If I compile my model on my machine using the nvdla_compiler from nvdla/sw/prebuilt/linux, it compiles into a loadable with no problem.
Unfortunately when I try to use that model in the nvdla_runtime in the docker vp, the runtime starts running but then crashes and exits the QEMU instance:

# ./nvdla_runtime --loadable nvdla/lenet_model_nosoftmax_nocalib_basic.nvdla --i
mage nvdla/digits/four_inv.pgm
creating new runtime context...
[  460.522980] random: crng init done
Emulator starting
pgm2dimg 1 28 28 1 224 6272 401408
submitting tasks...
[  465.391729] Enter:dla_read_network_config
[  465.392504] Exit:dla_read_network_config status=0
[  465.392763] Enter: dla_initiate_processors
[  465.393181] Enter: dla_submit_operation
[  465.393407] Prepare Convolution operation index 0 ROI 0 dep_count 1
[  465.393722] Enter: dla_prepare_operation
[  465.394232] processor:Convolution group:0, rdma_group:0 available
[  465.394657] Enter: dla_read_config
[  465.396656] Exit: dla_read_config
[  465.396903] Exit: dla_prepare_operation status=0
[  465.397186] Enter: dla_program_operation
[  465.397424] Program Convolution operation index 0 ROI 0 Group[0]
root@545d7e33f93c:/usr/local/nvdla# 

Any suggestions on getting the compiler and the runtime to work in docker?

Thank you

@fisherxue
Copy link

Run compiler directly in the Docker image. No need to run aarch64_toplevel -c aarch64_nvdla.lua first.

@shazib-summar
Copy link

Hey, @BigFatFlo. Did you find a solution? I am facing the same issue as you described in the second terminal log. Do you have any updates? Thanks a lot.

@shazib-summar
Copy link

Run compiler directly in the Docker image. No need to run aarch64_toplevel -c aarch64_nvdla.lua first.

#### What you need to do
- a) Say whether each statement agrees with the excerpt on the NVDLA compiler and runtime, answering yes or no and quoting the deciding words: (i) On the poster's own machine, the model compiled into a loadable without trouble. (ii) The runtime crashes before it starts running. (iii) The reply advises running aarch64_toplevel -c aarch64_nvdla.lua before the compiler.
- b) Extend the excerpt on the NVDLA compiler and runtime by writing the next post in the thread, following its final reply.

#### Stored records
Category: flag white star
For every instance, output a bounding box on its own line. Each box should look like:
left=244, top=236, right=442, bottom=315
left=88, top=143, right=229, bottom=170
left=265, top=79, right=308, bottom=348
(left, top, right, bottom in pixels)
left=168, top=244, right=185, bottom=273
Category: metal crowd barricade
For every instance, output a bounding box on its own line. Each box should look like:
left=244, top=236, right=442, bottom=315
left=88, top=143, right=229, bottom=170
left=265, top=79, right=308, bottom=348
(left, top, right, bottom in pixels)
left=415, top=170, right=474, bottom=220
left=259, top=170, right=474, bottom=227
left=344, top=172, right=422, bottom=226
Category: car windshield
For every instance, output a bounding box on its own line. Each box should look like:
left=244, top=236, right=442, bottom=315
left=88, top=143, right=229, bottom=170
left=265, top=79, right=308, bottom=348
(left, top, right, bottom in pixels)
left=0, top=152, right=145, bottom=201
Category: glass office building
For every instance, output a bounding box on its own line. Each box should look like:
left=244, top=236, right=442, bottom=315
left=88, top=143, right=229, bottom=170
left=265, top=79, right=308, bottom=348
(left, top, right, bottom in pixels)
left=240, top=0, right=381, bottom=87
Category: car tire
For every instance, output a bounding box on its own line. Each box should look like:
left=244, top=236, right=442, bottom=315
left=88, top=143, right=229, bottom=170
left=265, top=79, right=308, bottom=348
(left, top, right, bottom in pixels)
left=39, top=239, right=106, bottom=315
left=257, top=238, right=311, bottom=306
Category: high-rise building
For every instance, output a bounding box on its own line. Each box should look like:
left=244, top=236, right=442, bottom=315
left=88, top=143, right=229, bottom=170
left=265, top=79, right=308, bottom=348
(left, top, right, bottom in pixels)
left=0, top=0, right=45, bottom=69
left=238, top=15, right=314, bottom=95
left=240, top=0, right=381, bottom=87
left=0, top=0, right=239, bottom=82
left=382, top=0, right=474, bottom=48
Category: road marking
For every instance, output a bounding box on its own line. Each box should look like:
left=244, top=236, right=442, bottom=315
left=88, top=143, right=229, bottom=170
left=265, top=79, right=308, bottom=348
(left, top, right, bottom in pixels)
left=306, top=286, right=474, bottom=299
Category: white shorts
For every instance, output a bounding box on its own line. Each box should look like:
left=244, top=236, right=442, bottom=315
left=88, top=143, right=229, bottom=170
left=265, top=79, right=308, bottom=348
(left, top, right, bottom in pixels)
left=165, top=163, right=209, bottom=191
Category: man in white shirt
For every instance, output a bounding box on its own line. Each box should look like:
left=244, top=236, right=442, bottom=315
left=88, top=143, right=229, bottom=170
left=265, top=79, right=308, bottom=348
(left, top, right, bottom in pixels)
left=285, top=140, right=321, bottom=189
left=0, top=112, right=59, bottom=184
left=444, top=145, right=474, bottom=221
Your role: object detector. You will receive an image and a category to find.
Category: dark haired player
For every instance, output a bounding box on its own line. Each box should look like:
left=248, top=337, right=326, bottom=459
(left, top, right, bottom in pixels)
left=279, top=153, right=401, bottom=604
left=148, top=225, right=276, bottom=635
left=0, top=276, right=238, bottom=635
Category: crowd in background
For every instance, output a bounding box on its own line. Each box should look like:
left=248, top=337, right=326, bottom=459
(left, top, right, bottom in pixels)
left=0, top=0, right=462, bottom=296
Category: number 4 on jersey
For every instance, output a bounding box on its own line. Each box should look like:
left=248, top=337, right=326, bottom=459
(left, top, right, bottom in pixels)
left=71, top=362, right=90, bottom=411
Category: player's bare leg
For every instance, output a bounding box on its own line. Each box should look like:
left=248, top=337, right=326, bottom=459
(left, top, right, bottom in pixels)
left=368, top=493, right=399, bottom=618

#### Results for each task
- a)
(i) Yes: "it compiles into a loadable with no problem."
(ii) No: "the runtime starts running but then crashes and exits the QEMU instance"
(iii) No: "No need to run aarch64_toplevel -c aarch64_nvdla.lua first."

- b)
@fisherxue at the time of writing, nvdla_runtime is available only for aarch64. So, you have to run the aarch64_toplevel -c aarch64_nvdla.lua command to emulate a Cortex A57 processor. Otherwise you wont be able to run nvdla_runtime

@BigFatFlo
Copy link
Author

@killerzula if I remember correctly, I "fixed" it by writing a new Dockerfile myself to get a docker image on which to run the virtual platform.
One trick was to make sure you have compatible versions of the compiler, runtime and platform, to handle nvdla_full small or large, otherwise the runtime will crash.
However I think @fisherxue was right, you can just run the compiler on your host system, not inside the docker container.

@shaumik1
Copy link

currently I face the same runtime issue.. I am using the latest Dockerfile (https://hub.docker.com/r/nvdla/vp/) and the latest prebuilt binaries (https://github.com/nvdla/sw/tree/master/prebuilt/arm64-linux).. so I hope platform and runtime versions should be compatible.. and the fbuf is also a pre-compiled file

   //Start with mounting the directory to /mnt, followed by insmod drm.ko and insmod opendla_2.ko
   # ./nvdla_runtime --loadable ../../regression/flatbufs/kmd/NN/NN_L0_0_fbuf --image  ../../regression/images/digits/seven.pgm --rawdump
   creating new runtime context...
   Emulator starting
   pgm2dimg 1 28 28 1 896 25088 25088
   submitting tasks...
   Work Found!
   Work Done
   [  371.318462] Enter:dla_read_network_config
   [  371.319911] Exit:dla_read_network_config status=0
   [  371.320349] Enter: dla_initiate_processors
   [  371.321021] Enter: dla_submit_operation
   [  371.321376] Prepare Convolution operation index 0 ROI 0 dep_count 1
   [  371.321932] Enter: dla_prepare_operation
   [  371.324673] processor:Convolution group:0, rdma_group:0 available
   [  371.325445] Enter: dla_read_config
   [  371.326404] Exit: dla_read_config
   [  371.329340] Exit: dla_prepare_operation status=0
   [  371.329909] Enter: dla_program_operation
   [  371.330336] Program Convolution operation index 0 ROI 0 Group[0]
   root@ab18aa4f023d:/usr/local/nvdla#

@BigFatFlo what modification in the dockerfile helped you 'fix' the issue, could you provide some more details?
@HaiqingSun @jarodw0723 any suggestions or hints to fix this?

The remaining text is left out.